◆ Texte source
==============================

Proposition d'article sur la réciprocité des visas et le contrôle des flux migratoires au Sénégal.


Plaidoyer pour la maîtrise des flux migratoires au Sénégal

Entre les dividendes des capitalistes du tourisme et les intérêts de l’Etat sénégalais, nous préférons ces derniers.  Ainsi nous soutenons vigoureusement la mesure visant à appliquer  la réciprocité des visas, à compter du 1er juillet 2013. Mais la réciprocité des visas ne permet pas à elle seule de maîtriser les flux migratoires dans notre pays. Il faut instaurer un titre de séjour pour les étrangers vivant au Sénégal.

 La réciprocité des visas est un facteur d’équilibre dans les relations internationales.

Il est scandaleux de voir des corporations de professionnels du tourisme remettre en cause la réciprocité des visas, dans le seul but de défendre leur gâteau, au détriment de l’intérêt national. Exiger un visa aux étrangers qui veulent visiter notre pays est une nécessité régalienne. Au-delà des recettes que cela peut légitiment générer pour l’Etat, c’est un outil pour peser dans les relations internationales, maîtriser les entrées et la sécurité dans notre pays.  C’est aussi un outil pour faire respecter les ressortissants sénégalais vivant à l’étranger.

Si les émigrés gabonais sont respectés en Europe c’est justement grâce à la politique de réciprocité qui fut menée par feu Oumar BONGO. C’est ce qui explique en partie le traitement de faveur accordé aux étudiants et émigrés gabonais en France. Au temps de BONGO-Père, les pays européens ne s’aventuraient pas à expulser arbitrairement des ressortissants gabonais.  D’ailleurs, ce fut une pratique chez nos Modou-Modou vivant en Espagne, en Italie et en France, de décliner une fausse identité gabonaise pour échapper  à une procédure d’expulsion vers le Sénégal.

Il existe une grande communauté sénégalaise vivant dans les pays ciblés par la mesure, tels que la France, l’Italie, l’Espagne, la Belgique, l’Allemagne, les Etats-Unis, la Mauritanie, et la Gambie. Il est tout à fait normal d’exiger un visa d’entrée aux ressortissants de ces pays qui exigent la même chose aux sénégalais. C’est légitime, c’est légal et c’est opportun.

==============================

[Enregistrements contenus dans un jeu de données]
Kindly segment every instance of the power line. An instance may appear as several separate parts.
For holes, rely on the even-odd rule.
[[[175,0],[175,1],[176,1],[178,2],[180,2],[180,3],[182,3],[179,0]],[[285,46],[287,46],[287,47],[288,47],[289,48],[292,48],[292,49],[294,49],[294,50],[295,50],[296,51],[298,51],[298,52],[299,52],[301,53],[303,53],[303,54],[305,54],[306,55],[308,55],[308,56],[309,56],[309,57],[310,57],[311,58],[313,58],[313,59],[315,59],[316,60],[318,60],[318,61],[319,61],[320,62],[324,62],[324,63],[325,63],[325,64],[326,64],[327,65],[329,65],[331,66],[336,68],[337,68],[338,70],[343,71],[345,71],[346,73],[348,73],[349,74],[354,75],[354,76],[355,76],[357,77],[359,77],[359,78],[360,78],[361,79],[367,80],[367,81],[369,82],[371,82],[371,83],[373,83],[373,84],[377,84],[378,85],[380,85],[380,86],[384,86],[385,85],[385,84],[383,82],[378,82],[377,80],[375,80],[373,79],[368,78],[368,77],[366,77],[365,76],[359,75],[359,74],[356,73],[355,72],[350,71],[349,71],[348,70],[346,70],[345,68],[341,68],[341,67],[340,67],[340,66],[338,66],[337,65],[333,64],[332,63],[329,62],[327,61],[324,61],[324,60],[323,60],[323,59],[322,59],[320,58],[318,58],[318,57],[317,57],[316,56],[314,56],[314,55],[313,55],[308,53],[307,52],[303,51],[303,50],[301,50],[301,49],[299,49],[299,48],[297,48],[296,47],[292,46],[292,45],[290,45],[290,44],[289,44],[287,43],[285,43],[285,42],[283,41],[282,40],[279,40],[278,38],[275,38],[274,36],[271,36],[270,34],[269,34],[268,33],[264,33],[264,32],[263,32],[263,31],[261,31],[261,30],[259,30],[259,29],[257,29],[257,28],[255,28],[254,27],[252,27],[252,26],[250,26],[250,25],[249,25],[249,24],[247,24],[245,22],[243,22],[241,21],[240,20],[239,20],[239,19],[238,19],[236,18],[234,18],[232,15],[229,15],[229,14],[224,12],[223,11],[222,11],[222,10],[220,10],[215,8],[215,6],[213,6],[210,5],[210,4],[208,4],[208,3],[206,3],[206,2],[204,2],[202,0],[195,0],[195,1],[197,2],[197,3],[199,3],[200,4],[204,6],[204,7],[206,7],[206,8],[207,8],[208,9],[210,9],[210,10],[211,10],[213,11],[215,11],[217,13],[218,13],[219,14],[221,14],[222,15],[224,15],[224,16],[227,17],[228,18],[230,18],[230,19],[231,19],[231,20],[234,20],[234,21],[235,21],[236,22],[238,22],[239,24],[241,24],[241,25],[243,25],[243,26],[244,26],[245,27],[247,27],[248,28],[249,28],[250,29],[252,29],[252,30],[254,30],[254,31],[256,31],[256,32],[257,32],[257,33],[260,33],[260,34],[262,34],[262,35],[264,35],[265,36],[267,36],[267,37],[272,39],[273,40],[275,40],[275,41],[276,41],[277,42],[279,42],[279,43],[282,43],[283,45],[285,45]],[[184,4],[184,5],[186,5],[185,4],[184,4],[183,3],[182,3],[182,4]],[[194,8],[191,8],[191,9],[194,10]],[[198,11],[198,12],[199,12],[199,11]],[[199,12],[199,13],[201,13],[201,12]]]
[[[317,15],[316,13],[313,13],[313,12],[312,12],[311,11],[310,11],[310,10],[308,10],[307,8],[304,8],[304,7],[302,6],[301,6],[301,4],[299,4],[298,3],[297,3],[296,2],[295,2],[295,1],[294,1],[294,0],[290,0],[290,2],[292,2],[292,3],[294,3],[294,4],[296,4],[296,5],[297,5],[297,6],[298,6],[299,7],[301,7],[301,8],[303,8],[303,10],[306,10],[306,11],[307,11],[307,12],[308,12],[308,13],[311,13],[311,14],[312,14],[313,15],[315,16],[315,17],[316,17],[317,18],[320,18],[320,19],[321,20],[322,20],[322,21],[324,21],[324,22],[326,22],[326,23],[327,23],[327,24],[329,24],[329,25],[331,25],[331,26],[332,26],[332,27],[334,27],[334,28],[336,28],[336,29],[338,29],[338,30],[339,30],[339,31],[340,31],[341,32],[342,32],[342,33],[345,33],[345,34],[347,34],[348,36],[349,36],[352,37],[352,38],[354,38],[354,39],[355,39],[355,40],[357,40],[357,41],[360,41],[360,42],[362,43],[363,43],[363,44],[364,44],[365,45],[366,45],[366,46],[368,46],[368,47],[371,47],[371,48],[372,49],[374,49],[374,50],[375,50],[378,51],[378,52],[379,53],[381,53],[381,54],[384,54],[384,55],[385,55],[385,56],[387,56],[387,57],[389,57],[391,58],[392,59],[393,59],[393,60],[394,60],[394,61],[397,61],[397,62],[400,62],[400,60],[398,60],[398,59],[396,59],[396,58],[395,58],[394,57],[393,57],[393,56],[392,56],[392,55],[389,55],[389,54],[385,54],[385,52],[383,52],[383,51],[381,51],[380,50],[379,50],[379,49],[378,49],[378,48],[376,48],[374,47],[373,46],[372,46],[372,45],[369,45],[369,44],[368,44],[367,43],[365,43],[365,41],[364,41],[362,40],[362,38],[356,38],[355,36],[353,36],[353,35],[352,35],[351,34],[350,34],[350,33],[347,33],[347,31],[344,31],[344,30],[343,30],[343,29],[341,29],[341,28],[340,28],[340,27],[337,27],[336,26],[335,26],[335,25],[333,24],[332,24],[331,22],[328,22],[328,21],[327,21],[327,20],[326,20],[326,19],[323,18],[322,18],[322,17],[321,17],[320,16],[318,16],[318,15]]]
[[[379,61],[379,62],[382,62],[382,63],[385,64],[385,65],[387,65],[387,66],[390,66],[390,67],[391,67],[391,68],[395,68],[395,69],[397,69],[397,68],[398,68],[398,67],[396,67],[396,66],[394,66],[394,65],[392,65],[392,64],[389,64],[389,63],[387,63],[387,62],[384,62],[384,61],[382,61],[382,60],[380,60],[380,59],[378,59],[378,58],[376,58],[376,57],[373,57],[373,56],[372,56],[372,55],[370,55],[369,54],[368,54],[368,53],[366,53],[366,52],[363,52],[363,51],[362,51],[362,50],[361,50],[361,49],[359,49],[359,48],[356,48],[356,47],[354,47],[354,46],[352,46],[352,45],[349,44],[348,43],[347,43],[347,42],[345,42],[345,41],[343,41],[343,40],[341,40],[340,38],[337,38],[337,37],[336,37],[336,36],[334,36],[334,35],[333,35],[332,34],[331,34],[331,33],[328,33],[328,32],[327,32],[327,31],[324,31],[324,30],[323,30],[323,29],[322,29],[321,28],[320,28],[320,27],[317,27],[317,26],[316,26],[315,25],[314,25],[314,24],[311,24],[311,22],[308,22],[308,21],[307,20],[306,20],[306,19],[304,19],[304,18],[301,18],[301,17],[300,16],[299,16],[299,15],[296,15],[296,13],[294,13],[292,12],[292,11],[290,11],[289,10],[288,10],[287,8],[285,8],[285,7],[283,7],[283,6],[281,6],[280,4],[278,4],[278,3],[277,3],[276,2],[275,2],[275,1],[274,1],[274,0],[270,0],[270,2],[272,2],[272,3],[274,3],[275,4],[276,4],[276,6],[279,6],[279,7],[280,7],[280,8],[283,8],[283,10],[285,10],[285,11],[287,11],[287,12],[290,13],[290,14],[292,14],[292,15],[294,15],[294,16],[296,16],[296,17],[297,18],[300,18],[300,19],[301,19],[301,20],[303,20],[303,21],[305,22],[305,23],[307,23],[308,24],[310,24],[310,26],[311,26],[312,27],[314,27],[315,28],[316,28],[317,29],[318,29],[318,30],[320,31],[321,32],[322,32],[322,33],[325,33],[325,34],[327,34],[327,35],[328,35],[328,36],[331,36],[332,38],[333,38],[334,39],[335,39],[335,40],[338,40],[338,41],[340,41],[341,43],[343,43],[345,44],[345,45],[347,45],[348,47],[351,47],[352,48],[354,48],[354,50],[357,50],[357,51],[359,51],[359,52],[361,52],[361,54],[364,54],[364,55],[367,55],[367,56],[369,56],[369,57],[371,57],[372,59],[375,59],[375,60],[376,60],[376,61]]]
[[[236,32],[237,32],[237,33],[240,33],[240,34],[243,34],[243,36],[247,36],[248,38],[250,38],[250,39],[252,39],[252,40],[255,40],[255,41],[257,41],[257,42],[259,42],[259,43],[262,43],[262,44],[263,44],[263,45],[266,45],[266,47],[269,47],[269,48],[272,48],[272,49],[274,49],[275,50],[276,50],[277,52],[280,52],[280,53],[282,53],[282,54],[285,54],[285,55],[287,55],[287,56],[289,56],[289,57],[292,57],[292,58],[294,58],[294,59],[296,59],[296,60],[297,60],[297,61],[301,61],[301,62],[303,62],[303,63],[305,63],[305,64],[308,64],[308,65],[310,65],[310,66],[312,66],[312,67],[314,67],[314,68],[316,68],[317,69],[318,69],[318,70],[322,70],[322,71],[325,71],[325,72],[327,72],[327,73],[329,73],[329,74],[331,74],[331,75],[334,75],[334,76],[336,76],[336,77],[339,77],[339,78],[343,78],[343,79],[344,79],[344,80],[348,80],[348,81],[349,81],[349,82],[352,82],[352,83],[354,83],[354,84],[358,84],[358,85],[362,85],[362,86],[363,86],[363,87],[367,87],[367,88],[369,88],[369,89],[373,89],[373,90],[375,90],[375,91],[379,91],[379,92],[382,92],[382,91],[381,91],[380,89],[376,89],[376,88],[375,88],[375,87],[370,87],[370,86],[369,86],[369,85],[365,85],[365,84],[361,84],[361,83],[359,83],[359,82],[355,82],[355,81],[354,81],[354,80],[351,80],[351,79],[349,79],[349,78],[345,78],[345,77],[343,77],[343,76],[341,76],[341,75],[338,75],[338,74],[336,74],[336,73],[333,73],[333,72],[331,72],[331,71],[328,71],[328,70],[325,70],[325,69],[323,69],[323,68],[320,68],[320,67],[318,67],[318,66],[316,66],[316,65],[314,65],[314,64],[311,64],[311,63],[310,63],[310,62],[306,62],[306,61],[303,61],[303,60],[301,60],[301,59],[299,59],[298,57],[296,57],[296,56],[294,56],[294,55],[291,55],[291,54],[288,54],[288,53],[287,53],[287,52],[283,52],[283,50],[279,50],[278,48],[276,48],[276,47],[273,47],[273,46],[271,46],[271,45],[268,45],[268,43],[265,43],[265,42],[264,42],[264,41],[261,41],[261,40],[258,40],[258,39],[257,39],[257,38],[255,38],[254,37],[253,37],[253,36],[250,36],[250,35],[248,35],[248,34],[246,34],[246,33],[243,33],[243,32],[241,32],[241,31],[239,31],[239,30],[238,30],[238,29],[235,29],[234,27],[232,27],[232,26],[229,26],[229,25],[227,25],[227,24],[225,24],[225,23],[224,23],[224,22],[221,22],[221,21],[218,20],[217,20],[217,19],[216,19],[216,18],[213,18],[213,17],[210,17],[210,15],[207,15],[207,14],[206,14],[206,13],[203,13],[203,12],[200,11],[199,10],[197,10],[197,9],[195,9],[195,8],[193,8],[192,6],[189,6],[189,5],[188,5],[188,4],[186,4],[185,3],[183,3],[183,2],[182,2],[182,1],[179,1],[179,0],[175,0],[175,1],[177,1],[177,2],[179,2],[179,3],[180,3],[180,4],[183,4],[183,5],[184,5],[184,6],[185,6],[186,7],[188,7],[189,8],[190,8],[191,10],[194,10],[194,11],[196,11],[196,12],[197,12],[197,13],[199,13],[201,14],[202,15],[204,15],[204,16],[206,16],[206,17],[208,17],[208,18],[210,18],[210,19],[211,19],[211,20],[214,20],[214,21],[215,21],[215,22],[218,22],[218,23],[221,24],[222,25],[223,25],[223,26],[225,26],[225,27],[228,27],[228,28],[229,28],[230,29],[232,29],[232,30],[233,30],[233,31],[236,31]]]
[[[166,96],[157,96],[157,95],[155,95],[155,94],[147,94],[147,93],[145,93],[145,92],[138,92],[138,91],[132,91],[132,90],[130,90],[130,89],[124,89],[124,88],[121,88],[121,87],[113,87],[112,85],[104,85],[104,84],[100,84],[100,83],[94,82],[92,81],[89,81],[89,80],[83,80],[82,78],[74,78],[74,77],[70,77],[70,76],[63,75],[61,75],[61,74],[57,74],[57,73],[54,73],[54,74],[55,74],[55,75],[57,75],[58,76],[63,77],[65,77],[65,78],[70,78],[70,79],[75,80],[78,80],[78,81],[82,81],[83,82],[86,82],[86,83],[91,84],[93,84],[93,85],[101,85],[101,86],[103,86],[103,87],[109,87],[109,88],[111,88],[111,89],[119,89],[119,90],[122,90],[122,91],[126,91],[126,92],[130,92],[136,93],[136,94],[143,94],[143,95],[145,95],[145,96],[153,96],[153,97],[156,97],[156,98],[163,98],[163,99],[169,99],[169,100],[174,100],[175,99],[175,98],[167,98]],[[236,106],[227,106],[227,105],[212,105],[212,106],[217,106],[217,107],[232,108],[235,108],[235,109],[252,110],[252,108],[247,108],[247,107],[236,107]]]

==============================

◆ Liste des consignes
a – Réécris le listing depuis son début jusqu'à la ligne contenant "For holes, rely on the even-odd rule.", incluse, en remplaçant "power line" par "electric cable" et en laissant tout le reste identique.
b – Rédige la suite du plaidoyer pour la maîtrise des flux migratoires au Sénégal à partir de sa dernière phrase.

◆ Réponses aux consignes
a –
Kindly segment every instance of the electric cable. An instance may appear as several separate parts.
For holes, rely on the even-odd rule.

b –
Non au chantage et à la braderie de notre souveraineté

Il faut combattre avec la plus grande fermeté les tractations des corporations touristiques qui essayent de monnayer une portion de notre souveraineté contre une chimérique croissance du tourisme au Sénégal (Ou plus exactement contre la croissance des chiffres d’affaires des grands groupes hôteliers et des  Tour-opérateurs qui, par ailleurs, appartiennent à des étrangers). Il n’est pas démontré que l’ouverture généralisée de nos frontières aurait un impact positif sur les chiffres du tourisme. Le touriste ne va pas visiter un pays du seul fait que celui-ci n’exige pas de visa. Le touriste fait son choix en fonction de ses propres attentes : passer de bonnes vacances en paix et en sécurité ; faire un périple de découvertes exotiques, visiter des sites culturels et historiques, savourer de belles plages, etc. Si le Sénégal répond à ces attentes, le touriste viendra, même s’il doit débourser 200 euros pour des frais de visa. Si le Sénégal n’offre pas ces attentes, le touriste ne viendra pas, même si le Sénégal ne lui exige pas de visa et lui offrait en prime 200 euros pour l’inciter à venir.

Les pays européens contrôlent strictement leurs frontières, ce qui n’a aucun impact défavorable sur la progression des activités touristiques. La France délivre au compte-gouttes des visas et pourtant la Tour Eiffel et le musée du Louvre ne désemplissent pas.  

Ceux qui s’activent, pour que le Sénégal n’exige pas de visas aux touristes européens, promeuvent la perpétuation du  « viol » de notre souveraineté, en contrepartie de la manne financière qu’ils attendent du tourisme.  Cela s’apparente à une nouvelle forme de proxénétisme, sauf qu’ici, on ne vend pas le corps d’une personne, mais l’âme d’une nation.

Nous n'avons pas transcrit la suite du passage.